## [WHAT THE EXERCISE ASKS]
Reproduce each of the records below word for word, with no changes.

——

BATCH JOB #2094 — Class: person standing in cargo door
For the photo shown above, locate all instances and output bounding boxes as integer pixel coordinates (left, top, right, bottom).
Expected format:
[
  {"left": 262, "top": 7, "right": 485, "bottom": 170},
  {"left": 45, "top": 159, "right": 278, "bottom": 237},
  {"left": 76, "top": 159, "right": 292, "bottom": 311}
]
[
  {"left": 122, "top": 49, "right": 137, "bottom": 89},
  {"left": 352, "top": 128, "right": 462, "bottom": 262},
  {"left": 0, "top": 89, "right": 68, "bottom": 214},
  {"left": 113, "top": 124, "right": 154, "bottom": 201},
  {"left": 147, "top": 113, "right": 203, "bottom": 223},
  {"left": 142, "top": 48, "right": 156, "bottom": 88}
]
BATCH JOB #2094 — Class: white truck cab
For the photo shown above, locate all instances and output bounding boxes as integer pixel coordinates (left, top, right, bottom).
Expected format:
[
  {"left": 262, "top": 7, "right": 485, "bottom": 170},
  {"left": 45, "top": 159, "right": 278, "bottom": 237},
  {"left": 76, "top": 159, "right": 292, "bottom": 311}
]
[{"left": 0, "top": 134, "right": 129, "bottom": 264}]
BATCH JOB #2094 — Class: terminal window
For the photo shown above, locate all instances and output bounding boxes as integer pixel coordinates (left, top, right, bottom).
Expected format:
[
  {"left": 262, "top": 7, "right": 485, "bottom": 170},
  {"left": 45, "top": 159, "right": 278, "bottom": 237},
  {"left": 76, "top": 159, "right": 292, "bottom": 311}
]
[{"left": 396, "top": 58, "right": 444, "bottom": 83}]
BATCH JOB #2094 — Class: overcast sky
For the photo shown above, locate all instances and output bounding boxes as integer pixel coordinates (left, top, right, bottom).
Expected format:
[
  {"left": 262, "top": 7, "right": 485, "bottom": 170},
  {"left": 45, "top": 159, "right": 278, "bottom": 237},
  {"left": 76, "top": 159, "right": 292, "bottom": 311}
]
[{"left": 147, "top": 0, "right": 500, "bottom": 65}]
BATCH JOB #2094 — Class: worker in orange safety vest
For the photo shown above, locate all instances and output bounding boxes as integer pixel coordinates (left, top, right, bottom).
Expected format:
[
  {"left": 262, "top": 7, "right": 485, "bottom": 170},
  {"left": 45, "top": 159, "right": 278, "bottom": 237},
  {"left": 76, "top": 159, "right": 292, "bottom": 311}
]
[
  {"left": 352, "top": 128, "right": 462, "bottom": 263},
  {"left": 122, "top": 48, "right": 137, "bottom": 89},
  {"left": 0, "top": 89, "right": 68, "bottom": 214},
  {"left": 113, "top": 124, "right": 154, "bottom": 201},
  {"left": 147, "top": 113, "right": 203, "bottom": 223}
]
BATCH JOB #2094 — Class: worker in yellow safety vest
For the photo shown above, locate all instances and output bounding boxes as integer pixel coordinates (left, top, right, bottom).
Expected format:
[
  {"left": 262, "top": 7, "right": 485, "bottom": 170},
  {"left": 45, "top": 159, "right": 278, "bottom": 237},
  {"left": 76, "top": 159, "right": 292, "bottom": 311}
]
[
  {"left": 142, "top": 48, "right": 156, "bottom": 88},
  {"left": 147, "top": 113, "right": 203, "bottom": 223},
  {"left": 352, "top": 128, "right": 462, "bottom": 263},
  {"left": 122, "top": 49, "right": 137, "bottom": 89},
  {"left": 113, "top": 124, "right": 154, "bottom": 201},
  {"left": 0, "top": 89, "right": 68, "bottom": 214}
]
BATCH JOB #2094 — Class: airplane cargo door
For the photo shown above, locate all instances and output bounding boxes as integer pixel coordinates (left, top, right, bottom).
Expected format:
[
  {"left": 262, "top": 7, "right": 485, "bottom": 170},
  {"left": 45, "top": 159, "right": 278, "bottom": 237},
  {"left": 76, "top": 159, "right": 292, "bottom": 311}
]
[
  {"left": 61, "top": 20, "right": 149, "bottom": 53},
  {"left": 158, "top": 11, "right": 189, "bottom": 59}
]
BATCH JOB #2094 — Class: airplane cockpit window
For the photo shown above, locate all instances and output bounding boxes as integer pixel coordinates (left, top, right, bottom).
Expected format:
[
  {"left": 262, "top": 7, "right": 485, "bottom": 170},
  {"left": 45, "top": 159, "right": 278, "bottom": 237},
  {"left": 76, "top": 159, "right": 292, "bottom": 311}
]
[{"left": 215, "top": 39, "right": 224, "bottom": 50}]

——

## [TASK ANSWER]
BATCH JOB #2094 — Class: person standing in cargo door
For the photo shown above, locate all instances and output bounding boxes as integer pixel coordinates (left, top, right, bottom).
Expected format:
[
  {"left": 262, "top": 7, "right": 485, "bottom": 170},
  {"left": 45, "top": 159, "right": 278, "bottom": 237},
  {"left": 76, "top": 159, "right": 292, "bottom": 311}
]
[
  {"left": 122, "top": 49, "right": 137, "bottom": 89},
  {"left": 352, "top": 128, "right": 462, "bottom": 262},
  {"left": 0, "top": 89, "right": 68, "bottom": 214},
  {"left": 113, "top": 124, "right": 154, "bottom": 201},
  {"left": 147, "top": 113, "right": 203, "bottom": 223},
  {"left": 142, "top": 48, "right": 156, "bottom": 88}
]
BATCH JOB #2094 — Class: white truck cab
For the photo shown above, locate all instances and output bounding boxes as integer pixel coordinates (left, top, right, bottom).
Expected format:
[
  {"left": 262, "top": 7, "right": 485, "bottom": 170},
  {"left": 45, "top": 159, "right": 278, "bottom": 237},
  {"left": 76, "top": 159, "right": 292, "bottom": 311}
]
[{"left": 0, "top": 134, "right": 129, "bottom": 264}]
BATCH JOB #2094 — Class: terminal window
For the photo shown above, locate all instances and output bounding boxes as integer pixel coordinates (left, top, right, bottom).
Expected format:
[
  {"left": 262, "top": 7, "right": 485, "bottom": 170},
  {"left": 45, "top": 159, "right": 278, "bottom": 237},
  {"left": 76, "top": 159, "right": 292, "bottom": 311}
]
[{"left": 396, "top": 58, "right": 444, "bottom": 83}]
BATCH JOB #2094 — Class: overcast sky
For the photo shown above, locate all instances and output bounding boxes as integer pixel coordinates (left, top, right, bottom).
Expected format:
[
  {"left": 262, "top": 7, "right": 485, "bottom": 170},
  {"left": 45, "top": 159, "right": 278, "bottom": 237},
  {"left": 76, "top": 159, "right": 292, "bottom": 311}
]
[{"left": 147, "top": 0, "right": 500, "bottom": 65}]
BATCH JOB #2094 — Class: worker in orange safety vest
For the photo shown above, locate all instances and output bounding boxes as integer pixel coordinates (left, top, right, bottom).
Expected format:
[
  {"left": 262, "top": 7, "right": 485, "bottom": 170},
  {"left": 45, "top": 159, "right": 278, "bottom": 237},
  {"left": 76, "top": 159, "right": 292, "bottom": 311}
]
[
  {"left": 352, "top": 128, "right": 462, "bottom": 263},
  {"left": 122, "top": 48, "right": 137, "bottom": 89},
  {"left": 0, "top": 89, "right": 68, "bottom": 214},
  {"left": 113, "top": 124, "right": 154, "bottom": 201},
  {"left": 147, "top": 113, "right": 203, "bottom": 223}
]
BATCH JOB #2094 — Class: worker in yellow safety vest
For the photo shown above, locate all instances and output bounding boxes as integer pixel coordinates (left, top, right, bottom).
Expected format:
[
  {"left": 262, "top": 7, "right": 485, "bottom": 170},
  {"left": 45, "top": 159, "right": 278, "bottom": 237},
  {"left": 76, "top": 159, "right": 292, "bottom": 311}
]
[
  {"left": 142, "top": 48, "right": 156, "bottom": 88},
  {"left": 147, "top": 113, "right": 203, "bottom": 223},
  {"left": 352, "top": 128, "right": 462, "bottom": 263},
  {"left": 122, "top": 49, "right": 137, "bottom": 89},
  {"left": 113, "top": 124, "right": 154, "bottom": 201},
  {"left": 0, "top": 89, "right": 68, "bottom": 214}
]
BATCH JOB #2094 — Class: airplane cargo door
For the photo shown above, locate all instances and output bounding boxes as integer pixel coordinates (left, top, right, bottom).
Expected format:
[
  {"left": 262, "top": 7, "right": 485, "bottom": 170},
  {"left": 45, "top": 159, "right": 278, "bottom": 237},
  {"left": 76, "top": 159, "right": 292, "bottom": 311}
]
[
  {"left": 61, "top": 20, "right": 149, "bottom": 53},
  {"left": 158, "top": 11, "right": 189, "bottom": 59}
]
BATCH JOB #2094 — Class: airplane cockpit window
For the photo shown above, locate all instances and output bounding boxes as integer pixel coordinates (left, top, right, bottom).
Expected format:
[
  {"left": 262, "top": 7, "right": 485, "bottom": 170},
  {"left": 45, "top": 159, "right": 278, "bottom": 237},
  {"left": 76, "top": 159, "right": 292, "bottom": 311}
]
[{"left": 215, "top": 39, "right": 224, "bottom": 50}]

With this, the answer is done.